━━ Texte à lire
Quatorzième journal de bord d’une maman… comme quatorze jours en isolement. Comme la quarantaine que plusieurs vivent ces temps-ci. Pas facile ce que l’on vit depuis une semaine, mais toi, ma fille, rien ne change pour toi et c’est tant mieux. Ma fille, on vit présentement une période difficile, et ce, à travers toute la planète. Un vilain virus, qu’on appelle la COVID-19, s’est invité et se propage à une vitesse fulgurante, nous obligeant à demeurer à la maison.
Par Manon Séguin
Les écoles, les cégeps et les universités sont fermés. Les salles de spectacles aussi. Même chose pour les bars, les restaurants, les cinémas, et j’en passe… presque tout est fermé, mais toi… tu t’éveilles toujours en gazouillant. Toi, tu n’as pas conscience de ce qui se passe.
Des gens, partout sur Terre, deviennent malades et ils sont plusieurs à mourir. Nos personnes âgées doivent demeurer isolées, car elles sont les plus à risque. Ceux qui reviennent de voyage doivent rester chez eux, et pendant ce temps, toi tu apprends à te tourner d’un côte puis de l’autre sur le grand tapis de jeux dans le salon. Tu roules comme une petite boule d’amour et tu nous fais bien rire. Tu ne sais pas ce qui se passe dehors.
━━━━
━━ Données enregistrées
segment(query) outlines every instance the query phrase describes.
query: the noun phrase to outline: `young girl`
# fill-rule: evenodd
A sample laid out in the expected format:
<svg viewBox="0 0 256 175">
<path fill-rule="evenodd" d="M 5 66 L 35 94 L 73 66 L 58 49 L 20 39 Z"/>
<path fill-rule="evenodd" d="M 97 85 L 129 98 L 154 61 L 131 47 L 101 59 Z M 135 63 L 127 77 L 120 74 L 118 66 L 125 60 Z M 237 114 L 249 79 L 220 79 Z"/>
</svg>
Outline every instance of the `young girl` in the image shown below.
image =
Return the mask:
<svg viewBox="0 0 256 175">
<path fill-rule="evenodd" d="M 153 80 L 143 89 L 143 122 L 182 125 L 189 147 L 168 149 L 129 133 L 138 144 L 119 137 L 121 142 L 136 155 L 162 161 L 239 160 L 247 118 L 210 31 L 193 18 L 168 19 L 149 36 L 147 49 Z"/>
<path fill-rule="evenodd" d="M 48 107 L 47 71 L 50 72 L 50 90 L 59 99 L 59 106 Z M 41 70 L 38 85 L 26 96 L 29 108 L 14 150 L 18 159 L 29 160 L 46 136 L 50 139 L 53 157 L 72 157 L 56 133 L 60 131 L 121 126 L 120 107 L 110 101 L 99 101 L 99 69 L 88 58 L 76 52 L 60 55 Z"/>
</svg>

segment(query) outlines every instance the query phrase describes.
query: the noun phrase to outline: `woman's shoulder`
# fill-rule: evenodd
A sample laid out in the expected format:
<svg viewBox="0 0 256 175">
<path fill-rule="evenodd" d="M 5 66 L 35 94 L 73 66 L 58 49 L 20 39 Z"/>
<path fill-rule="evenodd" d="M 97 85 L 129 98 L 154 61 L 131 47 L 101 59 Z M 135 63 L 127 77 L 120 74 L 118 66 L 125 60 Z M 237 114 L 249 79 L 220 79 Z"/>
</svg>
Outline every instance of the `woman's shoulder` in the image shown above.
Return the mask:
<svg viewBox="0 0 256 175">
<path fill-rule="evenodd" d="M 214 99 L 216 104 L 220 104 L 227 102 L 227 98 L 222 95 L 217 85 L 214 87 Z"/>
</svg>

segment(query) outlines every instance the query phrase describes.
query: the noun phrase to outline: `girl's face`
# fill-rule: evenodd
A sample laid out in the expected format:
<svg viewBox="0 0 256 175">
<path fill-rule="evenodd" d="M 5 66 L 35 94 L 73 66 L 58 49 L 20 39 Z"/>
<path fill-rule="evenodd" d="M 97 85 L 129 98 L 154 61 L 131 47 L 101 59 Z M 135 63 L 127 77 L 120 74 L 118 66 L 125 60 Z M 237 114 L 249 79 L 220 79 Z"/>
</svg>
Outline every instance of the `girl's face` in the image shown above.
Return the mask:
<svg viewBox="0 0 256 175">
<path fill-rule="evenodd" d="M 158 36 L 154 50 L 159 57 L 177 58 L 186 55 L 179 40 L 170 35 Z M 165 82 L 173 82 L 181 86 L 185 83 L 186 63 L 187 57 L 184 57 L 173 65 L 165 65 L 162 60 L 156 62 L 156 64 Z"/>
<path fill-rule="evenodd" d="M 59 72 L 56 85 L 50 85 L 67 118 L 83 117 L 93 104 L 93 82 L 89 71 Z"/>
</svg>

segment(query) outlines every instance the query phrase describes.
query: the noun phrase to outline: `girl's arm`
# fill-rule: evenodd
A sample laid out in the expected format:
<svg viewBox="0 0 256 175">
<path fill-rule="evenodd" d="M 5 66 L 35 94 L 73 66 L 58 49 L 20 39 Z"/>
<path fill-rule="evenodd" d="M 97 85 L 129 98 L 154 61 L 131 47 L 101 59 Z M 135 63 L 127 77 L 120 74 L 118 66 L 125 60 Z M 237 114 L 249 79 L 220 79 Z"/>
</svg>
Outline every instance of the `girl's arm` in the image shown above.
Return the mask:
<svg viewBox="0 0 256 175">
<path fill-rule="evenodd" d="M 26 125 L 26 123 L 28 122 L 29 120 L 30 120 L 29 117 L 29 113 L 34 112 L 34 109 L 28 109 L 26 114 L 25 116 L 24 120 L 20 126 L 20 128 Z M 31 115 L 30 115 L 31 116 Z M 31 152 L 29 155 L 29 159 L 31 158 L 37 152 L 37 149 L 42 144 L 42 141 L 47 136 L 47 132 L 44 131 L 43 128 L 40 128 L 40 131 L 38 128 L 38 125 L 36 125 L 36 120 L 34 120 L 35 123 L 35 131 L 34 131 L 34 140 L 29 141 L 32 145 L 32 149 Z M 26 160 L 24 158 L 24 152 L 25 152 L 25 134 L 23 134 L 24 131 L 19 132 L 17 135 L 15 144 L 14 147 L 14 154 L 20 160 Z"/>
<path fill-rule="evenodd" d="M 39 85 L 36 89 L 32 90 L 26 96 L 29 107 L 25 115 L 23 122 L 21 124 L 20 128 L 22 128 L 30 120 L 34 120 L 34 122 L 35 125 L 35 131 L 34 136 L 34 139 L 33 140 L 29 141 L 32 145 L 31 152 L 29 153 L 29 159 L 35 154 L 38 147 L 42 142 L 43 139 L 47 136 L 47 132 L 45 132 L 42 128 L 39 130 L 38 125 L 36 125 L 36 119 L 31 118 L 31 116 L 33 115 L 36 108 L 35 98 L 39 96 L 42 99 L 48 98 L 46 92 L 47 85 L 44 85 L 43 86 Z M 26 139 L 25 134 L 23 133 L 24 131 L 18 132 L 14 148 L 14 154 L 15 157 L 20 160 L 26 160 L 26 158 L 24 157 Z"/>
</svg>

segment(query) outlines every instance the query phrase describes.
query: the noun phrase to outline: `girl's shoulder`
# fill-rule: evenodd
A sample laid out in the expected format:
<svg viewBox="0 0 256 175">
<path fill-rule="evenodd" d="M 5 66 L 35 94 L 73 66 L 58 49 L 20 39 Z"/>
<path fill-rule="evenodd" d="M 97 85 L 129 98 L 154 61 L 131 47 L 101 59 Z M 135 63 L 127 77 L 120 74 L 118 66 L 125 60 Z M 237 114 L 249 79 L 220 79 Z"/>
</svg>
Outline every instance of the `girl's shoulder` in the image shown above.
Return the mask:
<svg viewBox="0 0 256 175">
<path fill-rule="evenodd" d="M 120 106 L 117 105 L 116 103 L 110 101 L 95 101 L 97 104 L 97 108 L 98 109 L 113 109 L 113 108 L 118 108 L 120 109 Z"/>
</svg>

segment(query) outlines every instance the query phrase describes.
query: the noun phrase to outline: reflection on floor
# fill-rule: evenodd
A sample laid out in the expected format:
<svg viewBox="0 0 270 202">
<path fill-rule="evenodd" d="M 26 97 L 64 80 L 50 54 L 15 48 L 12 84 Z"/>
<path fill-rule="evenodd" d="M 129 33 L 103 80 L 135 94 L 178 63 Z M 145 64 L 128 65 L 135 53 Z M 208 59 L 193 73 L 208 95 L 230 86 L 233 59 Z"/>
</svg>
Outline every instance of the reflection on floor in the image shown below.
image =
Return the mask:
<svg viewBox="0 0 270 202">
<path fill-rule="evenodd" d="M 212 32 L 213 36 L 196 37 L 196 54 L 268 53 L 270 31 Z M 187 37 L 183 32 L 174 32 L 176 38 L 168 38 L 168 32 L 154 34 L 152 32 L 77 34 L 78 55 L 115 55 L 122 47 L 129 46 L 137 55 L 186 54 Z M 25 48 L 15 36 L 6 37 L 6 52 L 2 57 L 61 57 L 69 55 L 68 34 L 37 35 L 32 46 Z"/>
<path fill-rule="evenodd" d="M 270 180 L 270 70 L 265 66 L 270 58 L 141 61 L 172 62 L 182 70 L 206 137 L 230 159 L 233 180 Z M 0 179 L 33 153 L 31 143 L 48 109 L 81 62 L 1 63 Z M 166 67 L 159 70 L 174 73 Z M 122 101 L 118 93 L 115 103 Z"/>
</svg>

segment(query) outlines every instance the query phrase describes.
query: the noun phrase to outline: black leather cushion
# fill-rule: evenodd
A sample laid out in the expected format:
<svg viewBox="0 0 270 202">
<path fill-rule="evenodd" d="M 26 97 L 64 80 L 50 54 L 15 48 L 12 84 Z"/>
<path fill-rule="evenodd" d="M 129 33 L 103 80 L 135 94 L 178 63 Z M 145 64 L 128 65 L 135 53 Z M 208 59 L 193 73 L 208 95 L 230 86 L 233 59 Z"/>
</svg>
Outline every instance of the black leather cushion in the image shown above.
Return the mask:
━━━━
* _Consigne_
Imprimez tout ce qui va, dans le journal de bord, de « Des gens, partout » jusqu'à « se passe dehors. ». Le matériel n'a aucun lien avec le journal de bord.

* _Zone de réponse_
Des gens, partout sur Terre, deviennent malades et ils sont plusieurs à mourir. Nos personnes âgées doivent demeurer isolées, car elles sont les plus à risque. Ceux qui reviennent de voyage doivent rester chez eux, et pendant ce temps, toi tu apprends à te tourner d’un côte puis de l’autre sur le grand tapis de jeux dans le salon. Tu roules comme une petite boule d’amour et tu nous fais bien rire. Tu ne sais pas ce qui se passe dehors.